# Required task 1:
Name every person identified by name in the article on the York County sheriff's salary lawsuit below.
## Start Supplied text
York County Sheriff William King Jr. has sued the York County Commissioners, accusing the board of illegally slashing his annual salary by more than $15,500 after he took office in January.

King is represented in the lawsuit by state Rep. Mark Dion, an attorney and former Cumberland County sheriff, who said he personally wrote an existing law that prohibits county commissioners from doing what occurred in York County.

“This is black-letter law. Either they followed the statute or they didn’t,” Dion said Tuesday, a day after filing the lawsuit in Cumberland County Superior Court. “They failed to follow the statutory language, and we want back pay.”

Before being elected sheriff in a three-way race in 2014, King worked under former Sheriff Maurice Ouellette as Ouellette’s chief deputy. Ouellette’s annual salary when he retired at the end of 2014 was $93,537, and King’s annual salary as chief deputy was $78,000.

But when King took office as sheriff, the county commissioners continued to pay him at the same rate as when he was chief deputy, even though the amount budgeted for the position remained the same as what Ouellette was paid, the lawsuit states. King was not told of the pay cut before the election.

“Sheriff King presented his concerns to the board and the county manager, Greg Zinser, about the apparent unilateral reduction to the set budgeted salary, in both public and private meetings,” Dion wrote in the lawsuit. “Subsequently, Sheriff King learned that the board had, in fact, unilaterally reduced the set salary for the county sheriff to $78,000. Sheriff King continued to press his objections through the means articulated by the board.”
## End Supplied text
## Start Entries supplied
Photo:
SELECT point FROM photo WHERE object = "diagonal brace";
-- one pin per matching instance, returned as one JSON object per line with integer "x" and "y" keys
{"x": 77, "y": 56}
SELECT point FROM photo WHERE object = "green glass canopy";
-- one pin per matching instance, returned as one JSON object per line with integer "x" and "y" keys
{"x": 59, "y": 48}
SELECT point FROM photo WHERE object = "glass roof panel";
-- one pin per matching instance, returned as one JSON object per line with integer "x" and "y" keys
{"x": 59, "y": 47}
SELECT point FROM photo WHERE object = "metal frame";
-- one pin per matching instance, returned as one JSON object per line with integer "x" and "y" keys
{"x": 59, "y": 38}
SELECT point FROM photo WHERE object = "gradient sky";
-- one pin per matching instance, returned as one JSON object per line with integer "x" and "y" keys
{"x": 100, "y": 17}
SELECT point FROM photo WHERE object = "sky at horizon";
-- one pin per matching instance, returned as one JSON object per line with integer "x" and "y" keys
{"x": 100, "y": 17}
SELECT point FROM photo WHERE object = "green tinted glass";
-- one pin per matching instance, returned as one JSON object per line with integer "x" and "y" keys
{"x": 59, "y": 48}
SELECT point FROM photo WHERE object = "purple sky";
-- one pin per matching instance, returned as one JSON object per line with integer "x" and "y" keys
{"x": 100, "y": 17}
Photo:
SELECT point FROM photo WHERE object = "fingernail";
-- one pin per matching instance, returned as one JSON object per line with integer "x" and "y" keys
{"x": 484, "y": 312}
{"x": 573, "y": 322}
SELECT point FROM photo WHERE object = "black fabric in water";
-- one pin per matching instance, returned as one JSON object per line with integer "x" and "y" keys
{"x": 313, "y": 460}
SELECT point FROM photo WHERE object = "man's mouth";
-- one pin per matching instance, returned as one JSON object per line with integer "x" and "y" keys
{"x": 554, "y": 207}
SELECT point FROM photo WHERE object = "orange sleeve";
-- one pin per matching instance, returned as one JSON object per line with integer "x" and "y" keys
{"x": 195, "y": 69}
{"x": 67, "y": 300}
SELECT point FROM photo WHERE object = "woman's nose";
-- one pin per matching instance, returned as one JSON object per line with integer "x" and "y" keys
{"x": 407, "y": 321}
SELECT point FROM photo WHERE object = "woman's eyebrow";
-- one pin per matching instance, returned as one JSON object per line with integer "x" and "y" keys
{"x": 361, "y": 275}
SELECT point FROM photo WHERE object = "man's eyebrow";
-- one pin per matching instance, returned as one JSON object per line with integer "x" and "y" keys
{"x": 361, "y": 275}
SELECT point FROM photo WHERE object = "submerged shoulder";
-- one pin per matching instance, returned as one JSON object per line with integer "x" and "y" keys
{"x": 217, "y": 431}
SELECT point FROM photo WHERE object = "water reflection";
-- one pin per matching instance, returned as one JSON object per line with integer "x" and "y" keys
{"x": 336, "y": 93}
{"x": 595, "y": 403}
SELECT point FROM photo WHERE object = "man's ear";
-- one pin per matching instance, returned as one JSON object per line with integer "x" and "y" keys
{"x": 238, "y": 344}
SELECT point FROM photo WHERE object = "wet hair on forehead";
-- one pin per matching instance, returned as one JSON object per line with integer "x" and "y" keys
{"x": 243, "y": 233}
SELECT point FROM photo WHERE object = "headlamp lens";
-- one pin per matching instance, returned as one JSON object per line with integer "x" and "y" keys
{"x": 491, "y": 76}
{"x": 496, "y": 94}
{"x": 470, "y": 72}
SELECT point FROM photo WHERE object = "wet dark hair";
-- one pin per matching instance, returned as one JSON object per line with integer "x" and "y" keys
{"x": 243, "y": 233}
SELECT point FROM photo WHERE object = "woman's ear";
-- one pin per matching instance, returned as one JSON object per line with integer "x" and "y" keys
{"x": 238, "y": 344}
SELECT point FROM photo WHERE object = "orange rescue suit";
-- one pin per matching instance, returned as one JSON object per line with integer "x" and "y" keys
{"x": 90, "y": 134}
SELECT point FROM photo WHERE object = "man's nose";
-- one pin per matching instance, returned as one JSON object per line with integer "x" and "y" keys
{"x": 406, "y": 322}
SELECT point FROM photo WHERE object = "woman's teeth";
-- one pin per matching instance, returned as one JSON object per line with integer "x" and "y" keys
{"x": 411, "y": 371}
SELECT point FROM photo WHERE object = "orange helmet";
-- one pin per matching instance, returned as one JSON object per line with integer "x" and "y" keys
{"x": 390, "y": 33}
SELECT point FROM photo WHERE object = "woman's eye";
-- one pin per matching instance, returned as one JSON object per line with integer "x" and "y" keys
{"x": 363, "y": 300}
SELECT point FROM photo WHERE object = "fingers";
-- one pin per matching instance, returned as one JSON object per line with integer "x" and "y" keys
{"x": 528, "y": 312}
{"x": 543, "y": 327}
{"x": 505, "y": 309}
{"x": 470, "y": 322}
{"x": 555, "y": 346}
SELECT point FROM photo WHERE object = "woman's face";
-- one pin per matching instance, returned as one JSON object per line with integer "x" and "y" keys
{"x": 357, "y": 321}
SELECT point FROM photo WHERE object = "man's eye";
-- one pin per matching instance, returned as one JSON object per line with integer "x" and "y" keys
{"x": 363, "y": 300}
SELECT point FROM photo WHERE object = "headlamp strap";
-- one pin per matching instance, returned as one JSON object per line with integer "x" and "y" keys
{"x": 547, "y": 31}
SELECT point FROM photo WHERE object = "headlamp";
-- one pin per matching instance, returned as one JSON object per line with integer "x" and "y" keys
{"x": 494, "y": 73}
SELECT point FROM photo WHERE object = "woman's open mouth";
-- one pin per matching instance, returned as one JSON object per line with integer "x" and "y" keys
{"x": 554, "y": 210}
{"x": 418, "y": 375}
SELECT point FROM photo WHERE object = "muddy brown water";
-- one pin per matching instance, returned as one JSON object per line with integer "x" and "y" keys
## End Entries supplied
# Required task 2:
Extract each line of the records above that contains the word "water".

# Task solution 1:
William King Jr., Mark Dion, Maurice Ouellette, Greg Zinser

# Task solution 2:
SELECT point FROM photo WHERE object = "black fabric in water";
SELECT point FROM photo WHERE object = "water reflection";
SELECT point FROM photo WHERE object = "muddy brown water";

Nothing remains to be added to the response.